[[ QUOTED PASSAGE open ]]
Chapeau or no, being a certified food manager is serious stuff, requiring knowledge of more than the complete lyrics to that classic ditty: "So wash your hands after going to the bathroom. . . ." These managers undergo training, become experts on running safe kitchens and help protect us against the more than 30 types of food-borne illnesses known to the MCEHD. Some of these toxins simply make us feel queasy; the nastier ones attack the digestive system or liver; but most are short-lived (one to three days) and are not life-threatening, the MCEHD assures us.
While this is of little comfort to those of us who have suffered food poisoning, and with it the certainty that death lurks just around the corner, restaurateurs would like to remind us that our last meal is not necessarily to blame. It can take from 30 minutes to 30 days before you actually feel sick from a food-borne illness, says the MCEHD, so it's hard to tell just where you picked it up.
Besides, restaurant inspections are unannounced, strictly enforced and much pickier than the average home cook's requirements. A Field Services Division check sheet categorizes everything from the food's source (from an approved provider), temperature, wrapping and storage, to kitchen equipment, plumbing, rest room facilities, employee lockers and even lighting fixtures. One score below 70 puts a restaurant on six months' probation. Failing repeat inspections during this time can lead to a permit suspension, meaning a restaurant is considered a health risk and is shut down.
Because inspection criteria are so specific, penalties can affect the best of eateries. God forbid anyone ever put my kitchen under the microscope (the mere presence of animals is strictly prohibited, and at my home, dog fur is primary decor).
How serious are the violations? It depends. Consider one of the nation's most celebrated restaurants: our very own Vincent Guerithault on Camelback. A review of two years of inspection reports shows this lovely establishment always rakes in 80s and 90s; its most recent exam brought a score of 95.
Don't cancel your reservations, because here's where Vincent's failed:
1 point. "In use food/ice dispensing utensils not properly stored." Translation: Scoops in sugar, flour, etc. must be stored with their handles up.
[[ QUOTED PASSAGE closed ]]
[[ GIVEN RECORDS open ]]
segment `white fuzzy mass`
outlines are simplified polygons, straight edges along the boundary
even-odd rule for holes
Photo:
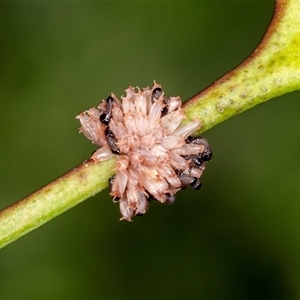
[[[93,160],[117,156],[110,195],[120,204],[121,219],[130,221],[146,212],[150,199],[172,203],[181,188],[200,183],[210,159],[201,155],[210,148],[204,139],[193,142],[190,136],[200,128],[199,120],[181,125],[181,100],[166,97],[161,85],[125,92],[122,101],[112,94],[77,118],[80,132],[100,147]]]

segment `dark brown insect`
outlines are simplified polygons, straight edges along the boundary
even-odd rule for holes
[[[109,148],[111,149],[111,152],[114,154],[120,154],[120,149],[116,145],[117,139],[116,139],[114,133],[110,130],[110,128],[108,126],[105,128],[104,133],[106,136],[107,144],[108,144]]]
[[[162,95],[163,91],[162,88],[157,87],[152,91],[151,95],[151,102],[153,103],[155,100],[158,100],[159,97]]]
[[[192,137],[189,136],[186,139],[186,142],[189,144],[197,144],[197,145],[203,145],[204,151],[198,155],[198,158],[202,161],[210,161],[213,156],[213,152],[208,144],[208,141],[203,137]]]

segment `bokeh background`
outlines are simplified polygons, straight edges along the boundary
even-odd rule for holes
[[[273,1],[0,3],[0,206],[88,158],[75,116],[155,79],[188,99],[249,55]],[[107,190],[0,251],[1,299],[300,298],[299,92],[204,134],[200,191],[119,222]]]

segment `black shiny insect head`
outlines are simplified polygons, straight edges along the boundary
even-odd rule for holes
[[[114,98],[111,96],[108,96],[106,98],[106,110],[104,113],[100,115],[100,122],[103,123],[104,125],[108,125],[111,115],[112,115],[112,110],[114,106]]]
[[[109,179],[108,179],[108,189],[109,189],[109,192],[111,193],[112,191],[112,186],[114,184],[114,181],[116,179],[116,174],[114,174],[113,176],[111,176]],[[113,199],[113,202],[118,202],[120,201],[120,197],[112,197]]]
[[[105,128],[104,133],[105,133],[107,144],[108,144],[109,148],[111,149],[111,152],[114,154],[120,154],[120,149],[116,145],[117,139],[116,139],[114,133],[110,130],[110,128],[108,126]]]
[[[181,188],[186,189],[189,186],[196,184],[197,178],[183,172],[177,172],[178,178],[181,182]]]
[[[210,161],[213,156],[213,152],[208,144],[208,141],[203,137],[192,137],[189,136],[186,139],[186,142],[189,144],[197,144],[197,145],[203,145],[204,151],[198,155],[198,158],[202,161]]]
[[[202,183],[199,178],[196,178],[196,182],[192,185],[194,190],[199,190],[202,188]]]
[[[155,100],[158,100],[159,97],[162,95],[163,91],[162,88],[157,87],[152,91],[151,95],[151,102],[153,103]]]

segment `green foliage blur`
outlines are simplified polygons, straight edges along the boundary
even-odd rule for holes
[[[128,85],[188,99],[259,43],[273,1],[1,2],[0,206],[95,147],[75,116]],[[0,251],[0,299],[300,298],[299,92],[204,134],[203,189],[119,222],[104,191]]]

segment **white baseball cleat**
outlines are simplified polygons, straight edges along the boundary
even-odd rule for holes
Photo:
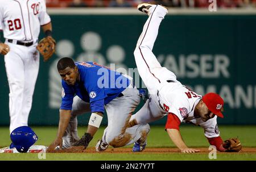
[[[141,12],[144,12],[147,14],[148,14],[148,9],[152,7],[152,5],[147,3],[143,3],[139,4],[137,6],[138,10],[141,11]]]
[[[95,149],[97,152],[102,152],[105,150],[109,146],[108,144],[104,144],[102,140],[101,139],[97,142],[95,146]]]

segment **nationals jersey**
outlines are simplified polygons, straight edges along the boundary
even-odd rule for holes
[[[121,73],[96,62],[76,62],[79,72],[79,81],[68,85],[62,79],[63,93],[60,109],[72,110],[76,94],[90,102],[92,112],[104,112],[104,105],[117,98],[130,83],[130,80]]]
[[[220,132],[217,116],[205,122],[201,118],[194,116],[195,108],[201,98],[201,95],[185,87],[176,78],[164,85],[158,91],[159,104],[166,112],[176,115],[181,122],[201,127],[208,138],[218,137]]]
[[[0,30],[6,39],[36,40],[40,26],[50,22],[44,0],[0,1]]]

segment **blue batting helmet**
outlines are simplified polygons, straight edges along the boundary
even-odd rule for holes
[[[12,143],[10,148],[15,148],[20,153],[27,152],[38,139],[34,131],[27,126],[15,128],[11,132],[10,137]]]

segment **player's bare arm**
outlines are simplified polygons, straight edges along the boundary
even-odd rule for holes
[[[180,131],[176,129],[167,129],[170,137],[176,145],[176,146],[180,149],[183,153],[196,153],[200,150],[192,148],[189,148],[187,146],[182,139]]]
[[[100,116],[103,117],[103,114],[102,112],[94,112],[94,114],[97,114],[97,115],[98,115]],[[100,118],[100,117],[98,116],[98,118]],[[90,121],[89,123],[88,124],[88,127],[87,128],[87,133],[89,133],[90,134],[90,136],[92,137],[93,137],[93,136],[94,135],[94,134],[96,133],[96,132],[98,131],[98,128],[100,126],[98,127],[95,127],[96,125],[94,125],[93,124],[96,122],[96,120],[97,120],[97,116],[94,116],[94,115],[93,115],[93,114],[91,115],[91,118],[90,118]],[[100,120],[101,121],[101,120]],[[90,124],[92,124],[92,125],[90,125]]]
[[[62,137],[63,136],[65,131],[68,127],[68,123],[69,122],[70,118],[71,116],[71,110],[60,110],[60,120],[59,122],[59,129],[57,134],[57,137],[55,140],[52,142],[48,149],[48,151],[53,150],[57,146],[60,146],[61,149],[62,148]]]

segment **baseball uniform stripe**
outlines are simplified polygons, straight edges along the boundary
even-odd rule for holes
[[[20,12],[21,12],[22,17],[22,22],[23,22],[24,35],[25,35],[25,37],[26,37],[25,40],[27,40],[27,36],[26,35],[26,32],[25,32],[25,30],[25,30],[25,23],[24,23],[24,18],[23,18],[23,13],[22,13],[22,7],[21,7],[21,5],[20,5],[20,3],[19,3],[19,1],[16,1],[16,0],[14,0],[14,1],[16,1],[16,2],[17,2],[19,3],[19,8],[20,9]]]
[[[31,32],[31,27],[30,27],[30,10],[28,10],[28,1],[29,1],[29,0],[28,0],[27,1],[27,13],[28,15],[28,25],[30,26],[30,35],[31,35],[31,39],[33,39],[33,36],[32,35],[32,32]]]

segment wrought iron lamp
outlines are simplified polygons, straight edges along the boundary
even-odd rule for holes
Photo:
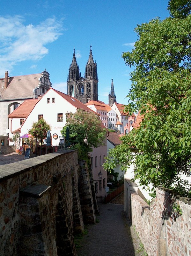
[[[98,181],[99,181],[101,180],[102,179],[102,175],[103,175],[103,173],[101,172],[101,171],[99,172],[99,173],[98,173],[98,177],[99,178],[99,180],[94,180],[94,181],[96,181],[96,182],[98,182]]]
[[ GIVEN RECORDS closed ]]
• _WORK INSTRUCTIONS_:
1. Do these statements agree with the restaurant inspection article? Answer yes or no for each and quote the words from the article that decide it. (a) According to the MCEHD, most food-borne illnesses are short-lived and not life-threatening. (b) Restaurants are told ahead of time when an inspection will take place. (c) A single score below 70 gets a restaurant shut down right away.
2. Can you resume the restaurant inspection article after its last sentence and carry it on?
You won't need the records at all.

• _ANSWERS TO THE EXERCISES_:
1.
(a) Yes: "most are short-lived (one to three days) and are not life-threatening, the MCEHD assures us."
(b) No: "restaurant inspections are unannounced"
(c) No: "One score below 70 puts a restaurant on six months' probation."

2.
2 points. "Food contact surfaces of equipment/utensils not thoroughly cleaned." Translation: Gaskets (the rubber insulation strips in a refrigerator door) noted dirty.
1 point. "Walls, ceilings and attached equipment not in good repair." Translation: Missing ceiling tile in dish wash area.
1 point. "A suitable thermometer not provided in cold storage unit." Translation: Thermometer missing from reach-in cooler on cook line.
All in all, no big deal.
For other restaurants, though, the strict inspection methodology is greatly appreciated. A January 5 inspection of Country Boys at 42nd Avenue and Bethany Home, for example, brings a failing score of 62, with violations that even my bestial kitchen condemns. This was not a routine inspection, but prompted by a complaint. I'm queasy as I read the report and its criticisms: Ice-machine lines hanging into the sink drain, causing backflow hazards. Food containers, and worse, toxic chemicals, not properly labeled. Public/employee rest rooms with neither soap, disposable hand towels, nor toilet tissue.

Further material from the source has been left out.